::: Article :::

Also note that mirrored drives probably have the best performance, because
requests can be serviced by either the drive or the mirror.  In addition,
there is no parity slowdown.

Also note that RAID does not shield you from data _corruption_ only
complete drive _failure_.

Jon

On Sat, 7 Dec 2002, Bert Rolston wrote:

> Bert here,
>
> This isn't a definitive guide to RAID either, only what I can remember.
> This information could contain some discrepancies.
>
> >
> > <snip>...The problem is not the drive, but the IDE interface.
>
> As others have experienced IDE performance starts to degrade as the
> number of users increases. This is anecdotal evidence, but if all the
> major manufacturers use SCSI there is likely to be a good reason. (I can
> hear the skeptics saying "yeah $" even now).
>
> >
> > >
> > >Does anyone have any experience with linux and software RAID?  I make
> > >nightly backups, so short of HORRIBLE un-reliability, I'm not overly
> > >concerned about doubling my chances of a hard drive failure.  Is the
> > >difference in speed noticable?  Does it put a big load on the CPU?  Does
> > >striping help more with large files, or small files?  Both?
> > >
>
> Software RAID will load up the CPU. For a small number of users this MAY
> be acceptable.
>
> Hardware RAID is preferable. Hardware controllers have their own
> processor on card so the server cpu is free to do server stuff.
>
> Some older RAID controllers used the INTEL 80186. The newer controllers
> I have encountered appear to use a MOTOROLLA processor, but I haven't
> seen every make and model available.
>
> Striping will improve performance, because you get multiple simultaneous
> reads and writes.
>
> Think of it like this -
>
> You have 8 bits of data and 8 drives (for striping eg RAID 0,4,5)
>
> Instead of writing the data to a single drive serially, you now get the
> data written ACROSS 8 drives in parallel, IE bit1 to drive1, b2 to d2...
> and so on.
>
> What happens when a drive fails in a stripe set?
> This depends on the RAID level used.
>
> RAID 0 = stripe set, no parity.
> Loose 1 drive = disaster
>
> RAID 4 = STRIPE set w/parity bit on separate drive.
> Loose 1 drive = no problem unless it is the parity drive.
> This level tends to thrash the parity drive therefore it has a higher
> failure rate then the data drives.
> This level can carry on with a dead data drive.
> It isn't used very much because of the parity drive failure rates.
>
> RAID 5 = stripe set w/parity bit distributed across drives.
> Loose 1 drive = no problem, data and parity is distributed. This level
> can carry on with one dead drive.
> If you have hot swap drives and the controller is capable you can change
> a drive without downing the server. I've seen this done successfully on
> Compaq servers running NT or Netware.

::: Given information :::

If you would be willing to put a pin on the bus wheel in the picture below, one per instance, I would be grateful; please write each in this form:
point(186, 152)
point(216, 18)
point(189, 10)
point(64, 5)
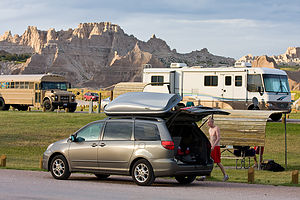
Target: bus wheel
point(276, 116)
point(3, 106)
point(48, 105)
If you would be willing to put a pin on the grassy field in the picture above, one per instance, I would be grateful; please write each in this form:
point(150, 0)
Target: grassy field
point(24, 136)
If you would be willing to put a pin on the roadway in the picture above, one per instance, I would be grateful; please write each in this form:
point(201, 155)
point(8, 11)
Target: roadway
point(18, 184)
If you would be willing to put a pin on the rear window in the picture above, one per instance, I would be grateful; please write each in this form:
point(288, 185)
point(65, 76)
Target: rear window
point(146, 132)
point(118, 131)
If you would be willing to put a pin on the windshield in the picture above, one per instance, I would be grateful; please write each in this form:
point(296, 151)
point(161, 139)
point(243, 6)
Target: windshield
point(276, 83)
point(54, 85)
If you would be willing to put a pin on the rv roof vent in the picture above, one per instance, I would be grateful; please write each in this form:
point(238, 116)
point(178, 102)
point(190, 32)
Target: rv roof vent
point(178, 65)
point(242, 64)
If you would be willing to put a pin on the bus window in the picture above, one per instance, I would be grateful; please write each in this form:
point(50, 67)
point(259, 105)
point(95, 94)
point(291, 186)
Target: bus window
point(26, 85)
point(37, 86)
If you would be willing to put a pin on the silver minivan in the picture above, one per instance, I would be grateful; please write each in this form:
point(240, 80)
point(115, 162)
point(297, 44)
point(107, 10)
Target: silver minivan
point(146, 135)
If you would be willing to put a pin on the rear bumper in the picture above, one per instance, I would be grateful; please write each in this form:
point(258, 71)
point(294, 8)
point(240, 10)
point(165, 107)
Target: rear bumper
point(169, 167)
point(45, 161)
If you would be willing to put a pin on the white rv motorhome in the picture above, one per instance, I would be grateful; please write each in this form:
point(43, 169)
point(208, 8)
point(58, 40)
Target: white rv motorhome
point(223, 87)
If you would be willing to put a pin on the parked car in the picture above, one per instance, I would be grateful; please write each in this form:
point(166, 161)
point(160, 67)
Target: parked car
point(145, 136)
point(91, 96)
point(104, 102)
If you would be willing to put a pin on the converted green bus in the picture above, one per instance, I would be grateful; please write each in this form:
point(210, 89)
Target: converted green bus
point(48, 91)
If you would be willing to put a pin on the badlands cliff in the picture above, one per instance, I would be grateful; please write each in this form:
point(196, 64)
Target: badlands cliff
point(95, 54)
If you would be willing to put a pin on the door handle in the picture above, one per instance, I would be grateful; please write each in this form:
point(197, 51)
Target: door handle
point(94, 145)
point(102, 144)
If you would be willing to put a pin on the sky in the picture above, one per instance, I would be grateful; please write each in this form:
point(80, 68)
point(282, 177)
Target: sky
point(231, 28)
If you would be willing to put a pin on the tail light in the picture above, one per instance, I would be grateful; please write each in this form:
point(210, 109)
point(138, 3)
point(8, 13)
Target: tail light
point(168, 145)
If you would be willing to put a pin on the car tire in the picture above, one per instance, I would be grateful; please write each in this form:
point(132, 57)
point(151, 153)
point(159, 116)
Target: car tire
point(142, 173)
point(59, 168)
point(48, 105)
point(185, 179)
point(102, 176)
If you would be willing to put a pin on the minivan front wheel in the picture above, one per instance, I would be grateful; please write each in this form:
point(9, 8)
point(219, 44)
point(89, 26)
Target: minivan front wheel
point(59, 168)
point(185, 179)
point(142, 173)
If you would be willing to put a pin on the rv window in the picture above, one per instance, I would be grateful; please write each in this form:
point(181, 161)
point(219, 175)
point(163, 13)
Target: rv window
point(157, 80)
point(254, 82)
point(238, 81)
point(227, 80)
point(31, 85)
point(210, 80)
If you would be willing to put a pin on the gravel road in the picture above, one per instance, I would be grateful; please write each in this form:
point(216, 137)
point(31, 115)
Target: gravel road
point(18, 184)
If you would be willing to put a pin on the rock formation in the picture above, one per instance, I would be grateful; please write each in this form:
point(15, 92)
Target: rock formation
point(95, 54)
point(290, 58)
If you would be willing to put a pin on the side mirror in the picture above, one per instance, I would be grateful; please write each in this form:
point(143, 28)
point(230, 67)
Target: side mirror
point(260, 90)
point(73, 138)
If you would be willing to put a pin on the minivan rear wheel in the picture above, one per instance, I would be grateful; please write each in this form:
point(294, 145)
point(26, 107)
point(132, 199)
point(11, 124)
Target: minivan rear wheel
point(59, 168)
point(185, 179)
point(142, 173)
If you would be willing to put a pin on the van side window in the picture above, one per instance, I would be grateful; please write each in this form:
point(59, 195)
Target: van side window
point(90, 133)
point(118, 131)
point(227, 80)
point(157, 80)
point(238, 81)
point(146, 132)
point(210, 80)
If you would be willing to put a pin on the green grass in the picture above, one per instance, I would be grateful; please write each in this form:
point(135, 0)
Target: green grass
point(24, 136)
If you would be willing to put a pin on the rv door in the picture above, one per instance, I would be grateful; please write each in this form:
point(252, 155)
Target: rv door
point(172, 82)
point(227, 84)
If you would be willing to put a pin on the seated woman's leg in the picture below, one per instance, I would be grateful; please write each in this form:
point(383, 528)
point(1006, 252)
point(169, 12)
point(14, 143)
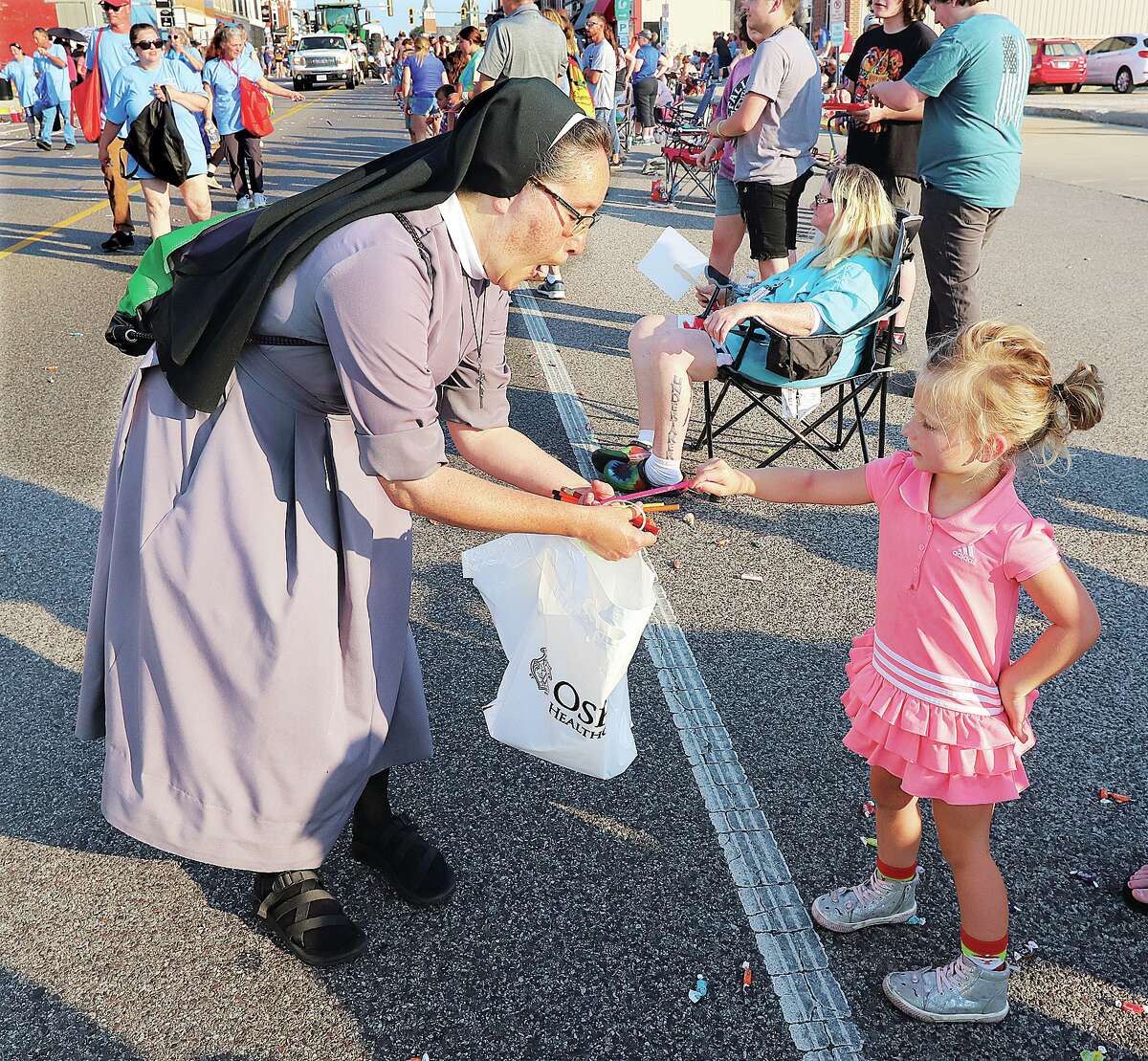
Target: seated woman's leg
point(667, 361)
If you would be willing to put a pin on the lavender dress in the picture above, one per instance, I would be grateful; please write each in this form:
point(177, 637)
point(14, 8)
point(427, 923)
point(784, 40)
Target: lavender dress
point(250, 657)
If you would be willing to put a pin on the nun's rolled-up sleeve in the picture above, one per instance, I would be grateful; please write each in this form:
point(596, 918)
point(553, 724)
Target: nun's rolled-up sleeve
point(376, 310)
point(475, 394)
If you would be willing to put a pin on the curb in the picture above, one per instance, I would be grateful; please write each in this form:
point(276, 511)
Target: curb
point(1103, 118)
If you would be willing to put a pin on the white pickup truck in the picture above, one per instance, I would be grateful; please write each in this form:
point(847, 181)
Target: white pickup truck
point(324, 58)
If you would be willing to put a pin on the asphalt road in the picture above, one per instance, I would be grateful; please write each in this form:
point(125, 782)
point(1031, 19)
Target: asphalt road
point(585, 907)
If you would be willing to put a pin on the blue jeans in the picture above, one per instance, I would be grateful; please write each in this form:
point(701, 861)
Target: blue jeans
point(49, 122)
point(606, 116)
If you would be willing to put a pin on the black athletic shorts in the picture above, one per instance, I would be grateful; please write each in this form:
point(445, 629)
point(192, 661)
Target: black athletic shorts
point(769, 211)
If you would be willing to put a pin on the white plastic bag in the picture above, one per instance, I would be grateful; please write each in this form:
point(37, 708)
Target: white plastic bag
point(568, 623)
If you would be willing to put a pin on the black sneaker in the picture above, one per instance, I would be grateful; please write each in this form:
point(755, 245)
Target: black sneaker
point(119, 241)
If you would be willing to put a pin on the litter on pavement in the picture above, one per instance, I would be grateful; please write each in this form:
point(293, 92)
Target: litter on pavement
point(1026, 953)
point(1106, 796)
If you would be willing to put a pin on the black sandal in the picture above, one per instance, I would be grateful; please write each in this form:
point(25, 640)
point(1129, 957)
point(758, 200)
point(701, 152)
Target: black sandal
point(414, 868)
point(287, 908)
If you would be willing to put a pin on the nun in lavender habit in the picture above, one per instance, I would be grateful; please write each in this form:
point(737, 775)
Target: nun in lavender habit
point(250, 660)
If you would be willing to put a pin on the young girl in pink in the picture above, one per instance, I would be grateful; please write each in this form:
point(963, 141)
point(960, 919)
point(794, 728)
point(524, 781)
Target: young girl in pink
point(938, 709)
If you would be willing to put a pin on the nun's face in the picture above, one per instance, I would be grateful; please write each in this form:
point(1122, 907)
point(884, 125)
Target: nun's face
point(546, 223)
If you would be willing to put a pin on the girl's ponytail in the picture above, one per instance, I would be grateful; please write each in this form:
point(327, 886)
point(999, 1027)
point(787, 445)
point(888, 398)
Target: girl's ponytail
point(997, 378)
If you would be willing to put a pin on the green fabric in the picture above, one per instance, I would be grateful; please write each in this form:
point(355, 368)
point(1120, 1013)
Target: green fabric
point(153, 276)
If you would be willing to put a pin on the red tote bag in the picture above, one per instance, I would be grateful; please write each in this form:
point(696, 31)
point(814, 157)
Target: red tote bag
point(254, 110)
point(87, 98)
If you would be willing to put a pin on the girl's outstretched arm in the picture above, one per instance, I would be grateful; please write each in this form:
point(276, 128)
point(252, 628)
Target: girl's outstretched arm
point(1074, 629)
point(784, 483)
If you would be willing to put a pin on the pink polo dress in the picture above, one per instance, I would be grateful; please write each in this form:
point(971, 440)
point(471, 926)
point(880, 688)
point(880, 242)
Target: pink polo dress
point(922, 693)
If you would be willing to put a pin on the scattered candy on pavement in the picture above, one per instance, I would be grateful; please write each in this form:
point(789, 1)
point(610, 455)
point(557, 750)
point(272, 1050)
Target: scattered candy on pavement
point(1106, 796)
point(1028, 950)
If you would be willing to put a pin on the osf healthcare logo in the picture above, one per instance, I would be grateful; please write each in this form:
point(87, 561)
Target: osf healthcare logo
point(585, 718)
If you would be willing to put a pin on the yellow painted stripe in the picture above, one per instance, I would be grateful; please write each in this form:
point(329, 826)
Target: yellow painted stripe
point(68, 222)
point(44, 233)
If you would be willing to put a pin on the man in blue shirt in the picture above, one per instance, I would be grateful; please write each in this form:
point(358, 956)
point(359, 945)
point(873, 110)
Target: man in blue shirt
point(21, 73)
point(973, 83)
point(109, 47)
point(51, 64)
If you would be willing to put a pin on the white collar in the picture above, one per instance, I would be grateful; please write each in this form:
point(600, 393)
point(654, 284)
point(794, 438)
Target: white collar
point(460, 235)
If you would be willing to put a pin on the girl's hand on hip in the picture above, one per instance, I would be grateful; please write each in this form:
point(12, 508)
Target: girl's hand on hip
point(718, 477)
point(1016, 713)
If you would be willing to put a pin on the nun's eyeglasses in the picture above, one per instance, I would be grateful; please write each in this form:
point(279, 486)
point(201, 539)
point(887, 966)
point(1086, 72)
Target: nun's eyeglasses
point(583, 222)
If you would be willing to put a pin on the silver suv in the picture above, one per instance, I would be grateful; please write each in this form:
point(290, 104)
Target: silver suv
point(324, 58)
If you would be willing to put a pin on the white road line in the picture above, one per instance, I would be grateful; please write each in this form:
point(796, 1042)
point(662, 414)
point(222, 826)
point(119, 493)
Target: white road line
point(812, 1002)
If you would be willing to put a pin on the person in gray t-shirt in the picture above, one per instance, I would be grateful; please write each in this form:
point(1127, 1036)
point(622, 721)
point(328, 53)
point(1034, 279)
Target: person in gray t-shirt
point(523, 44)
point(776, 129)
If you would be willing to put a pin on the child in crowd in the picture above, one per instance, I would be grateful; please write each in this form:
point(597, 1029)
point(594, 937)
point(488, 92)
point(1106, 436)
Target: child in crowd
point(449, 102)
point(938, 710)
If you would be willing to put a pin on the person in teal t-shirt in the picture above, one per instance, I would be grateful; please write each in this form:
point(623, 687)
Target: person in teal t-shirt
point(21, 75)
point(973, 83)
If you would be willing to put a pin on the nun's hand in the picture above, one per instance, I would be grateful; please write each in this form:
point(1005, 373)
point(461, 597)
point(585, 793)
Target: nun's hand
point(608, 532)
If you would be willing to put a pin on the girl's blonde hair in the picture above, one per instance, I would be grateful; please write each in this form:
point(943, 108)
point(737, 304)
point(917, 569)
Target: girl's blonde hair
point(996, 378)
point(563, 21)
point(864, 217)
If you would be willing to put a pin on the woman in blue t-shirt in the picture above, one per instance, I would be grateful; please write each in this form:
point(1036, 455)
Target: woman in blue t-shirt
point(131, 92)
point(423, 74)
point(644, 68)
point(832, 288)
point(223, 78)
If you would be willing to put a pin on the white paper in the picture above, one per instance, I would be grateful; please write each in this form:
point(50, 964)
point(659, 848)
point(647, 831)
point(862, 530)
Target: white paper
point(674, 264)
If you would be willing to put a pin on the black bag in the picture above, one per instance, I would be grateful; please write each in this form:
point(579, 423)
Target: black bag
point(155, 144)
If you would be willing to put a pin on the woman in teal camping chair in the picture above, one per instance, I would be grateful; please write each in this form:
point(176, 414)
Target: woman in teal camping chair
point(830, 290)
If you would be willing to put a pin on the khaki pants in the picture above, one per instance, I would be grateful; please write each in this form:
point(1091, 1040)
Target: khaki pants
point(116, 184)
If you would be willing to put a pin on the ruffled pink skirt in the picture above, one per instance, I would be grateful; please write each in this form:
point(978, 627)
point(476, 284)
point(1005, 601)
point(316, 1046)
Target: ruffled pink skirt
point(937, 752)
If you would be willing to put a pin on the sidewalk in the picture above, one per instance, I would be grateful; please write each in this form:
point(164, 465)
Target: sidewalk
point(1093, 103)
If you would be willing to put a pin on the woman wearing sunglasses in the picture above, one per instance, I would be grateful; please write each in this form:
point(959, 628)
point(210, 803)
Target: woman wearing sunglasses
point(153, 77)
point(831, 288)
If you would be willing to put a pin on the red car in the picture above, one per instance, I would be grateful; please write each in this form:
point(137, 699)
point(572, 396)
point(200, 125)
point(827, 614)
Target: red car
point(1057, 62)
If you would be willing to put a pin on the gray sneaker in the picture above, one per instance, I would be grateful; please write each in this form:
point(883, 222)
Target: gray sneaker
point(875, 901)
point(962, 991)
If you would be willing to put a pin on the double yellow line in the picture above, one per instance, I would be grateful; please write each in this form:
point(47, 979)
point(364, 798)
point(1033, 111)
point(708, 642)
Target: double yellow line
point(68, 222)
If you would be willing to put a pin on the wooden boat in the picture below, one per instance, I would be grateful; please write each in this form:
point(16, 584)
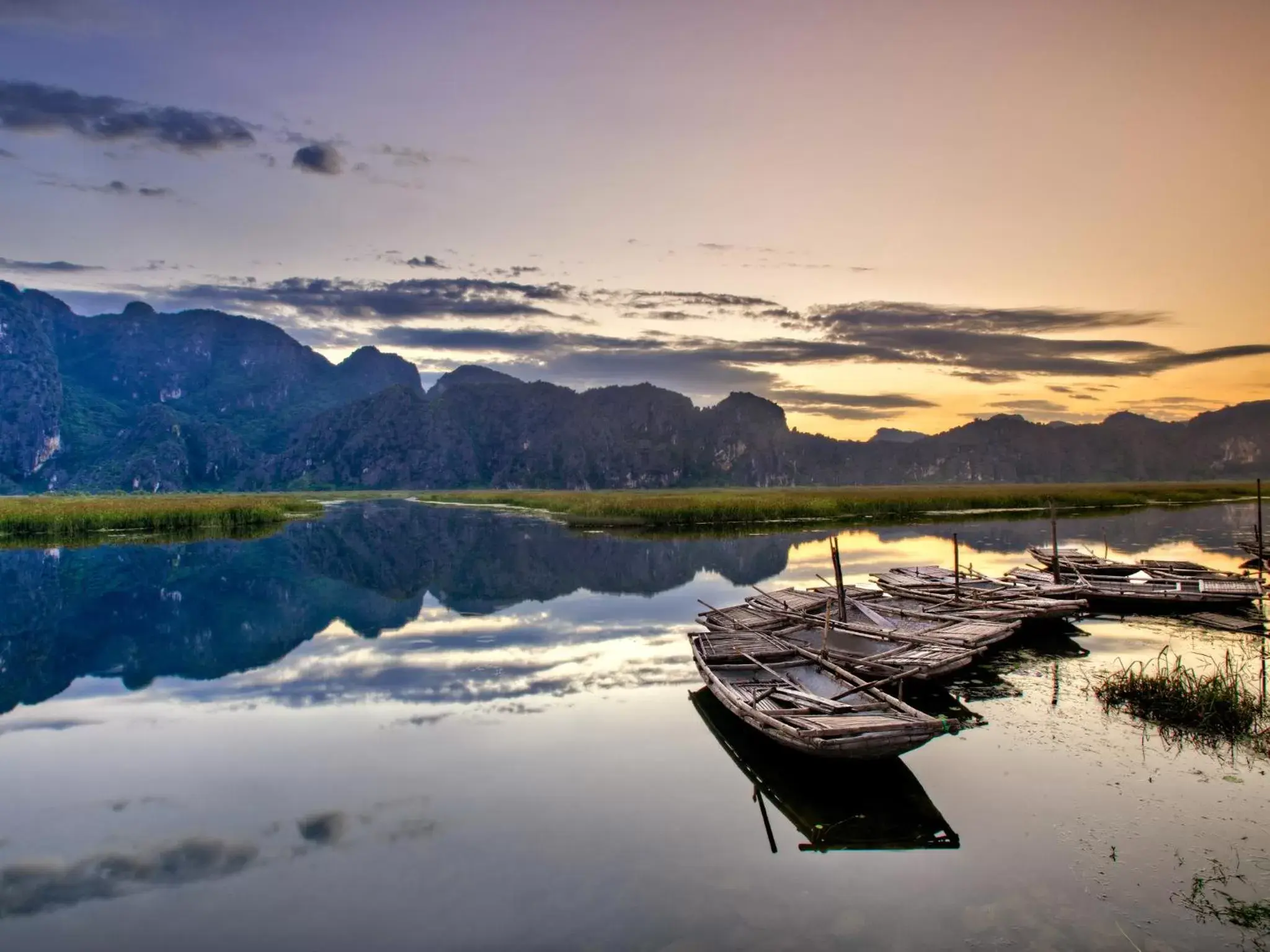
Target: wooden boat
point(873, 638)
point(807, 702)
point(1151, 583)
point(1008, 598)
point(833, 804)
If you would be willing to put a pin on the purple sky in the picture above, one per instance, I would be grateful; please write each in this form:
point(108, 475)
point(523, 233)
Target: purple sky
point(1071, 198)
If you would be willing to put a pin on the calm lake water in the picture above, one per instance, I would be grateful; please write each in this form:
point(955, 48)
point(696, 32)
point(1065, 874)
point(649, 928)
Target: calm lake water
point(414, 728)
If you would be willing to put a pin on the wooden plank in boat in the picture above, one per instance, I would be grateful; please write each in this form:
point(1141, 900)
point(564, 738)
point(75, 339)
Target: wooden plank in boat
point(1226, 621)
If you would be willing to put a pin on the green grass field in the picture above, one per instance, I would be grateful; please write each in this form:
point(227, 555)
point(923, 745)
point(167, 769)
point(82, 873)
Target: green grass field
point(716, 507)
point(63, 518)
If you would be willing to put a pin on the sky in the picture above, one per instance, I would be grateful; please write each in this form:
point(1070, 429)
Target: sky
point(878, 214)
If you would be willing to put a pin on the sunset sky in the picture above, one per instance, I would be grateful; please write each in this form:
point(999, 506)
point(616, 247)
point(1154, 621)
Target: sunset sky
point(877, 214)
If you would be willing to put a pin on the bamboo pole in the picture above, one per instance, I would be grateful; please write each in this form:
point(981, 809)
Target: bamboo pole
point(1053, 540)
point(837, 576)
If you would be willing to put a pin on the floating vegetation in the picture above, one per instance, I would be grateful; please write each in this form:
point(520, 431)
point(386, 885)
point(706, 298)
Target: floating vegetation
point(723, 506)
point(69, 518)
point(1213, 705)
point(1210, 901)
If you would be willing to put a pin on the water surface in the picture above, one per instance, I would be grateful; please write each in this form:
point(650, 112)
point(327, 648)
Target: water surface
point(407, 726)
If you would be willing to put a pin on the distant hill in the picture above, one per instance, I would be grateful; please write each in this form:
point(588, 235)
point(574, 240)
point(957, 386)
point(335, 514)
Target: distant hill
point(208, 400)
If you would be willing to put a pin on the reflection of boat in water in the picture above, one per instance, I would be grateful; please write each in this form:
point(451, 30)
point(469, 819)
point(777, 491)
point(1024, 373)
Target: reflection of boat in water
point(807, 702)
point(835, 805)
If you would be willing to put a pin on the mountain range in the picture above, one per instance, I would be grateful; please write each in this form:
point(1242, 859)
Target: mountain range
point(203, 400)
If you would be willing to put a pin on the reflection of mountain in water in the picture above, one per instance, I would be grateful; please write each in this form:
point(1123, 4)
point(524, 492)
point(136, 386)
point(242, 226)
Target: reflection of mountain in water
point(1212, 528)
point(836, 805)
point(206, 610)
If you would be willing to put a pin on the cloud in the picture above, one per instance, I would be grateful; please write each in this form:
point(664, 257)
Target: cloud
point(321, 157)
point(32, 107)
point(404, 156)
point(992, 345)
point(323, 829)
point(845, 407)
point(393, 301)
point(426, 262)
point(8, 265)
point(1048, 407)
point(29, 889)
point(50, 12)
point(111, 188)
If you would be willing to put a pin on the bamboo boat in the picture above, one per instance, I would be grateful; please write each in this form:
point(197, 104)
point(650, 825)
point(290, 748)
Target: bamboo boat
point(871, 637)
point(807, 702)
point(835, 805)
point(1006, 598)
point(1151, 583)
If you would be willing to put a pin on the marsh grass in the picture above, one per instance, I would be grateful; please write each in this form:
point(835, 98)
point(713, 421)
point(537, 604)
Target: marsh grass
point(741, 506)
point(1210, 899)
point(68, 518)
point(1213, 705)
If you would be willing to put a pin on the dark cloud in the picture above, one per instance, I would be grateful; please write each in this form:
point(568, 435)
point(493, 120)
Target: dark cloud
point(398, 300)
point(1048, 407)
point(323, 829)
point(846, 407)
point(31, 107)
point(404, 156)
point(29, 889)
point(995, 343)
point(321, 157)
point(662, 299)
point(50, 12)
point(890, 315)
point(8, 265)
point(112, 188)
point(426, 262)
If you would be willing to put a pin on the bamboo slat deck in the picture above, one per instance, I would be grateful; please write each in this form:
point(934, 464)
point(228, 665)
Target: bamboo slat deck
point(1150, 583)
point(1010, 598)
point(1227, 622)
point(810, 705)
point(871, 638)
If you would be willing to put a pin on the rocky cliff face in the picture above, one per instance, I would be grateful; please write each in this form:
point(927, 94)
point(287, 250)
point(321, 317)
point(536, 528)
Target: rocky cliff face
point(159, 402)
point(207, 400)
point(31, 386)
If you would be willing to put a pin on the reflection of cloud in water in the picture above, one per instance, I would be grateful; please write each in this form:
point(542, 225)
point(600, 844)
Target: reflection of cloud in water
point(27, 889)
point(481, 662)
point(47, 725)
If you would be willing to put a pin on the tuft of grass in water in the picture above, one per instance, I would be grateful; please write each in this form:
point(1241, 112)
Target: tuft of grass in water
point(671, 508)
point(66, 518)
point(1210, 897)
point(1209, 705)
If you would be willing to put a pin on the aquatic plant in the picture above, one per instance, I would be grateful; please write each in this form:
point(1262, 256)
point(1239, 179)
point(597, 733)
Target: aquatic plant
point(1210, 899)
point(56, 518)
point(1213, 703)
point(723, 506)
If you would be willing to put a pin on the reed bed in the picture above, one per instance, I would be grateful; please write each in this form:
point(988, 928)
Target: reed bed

:::

— Written request A —
List every RAID level that the RAID email defines with an equals sign.
— Written request B —
Write out the stretch of the RAID email from "Also note that mirrored" through "no parity slowdown.", switching "best performance" for "highest throughput".
The entries have no connection to the RAID email.

— Solution A —
RAID 0, RAID 4, RAID 5

— Solution B —
Also note that mirrored drives probably have the highest throughput, because
requests can be serviced by either the drive or the mirror.  In addition,
there is no parity slowdown.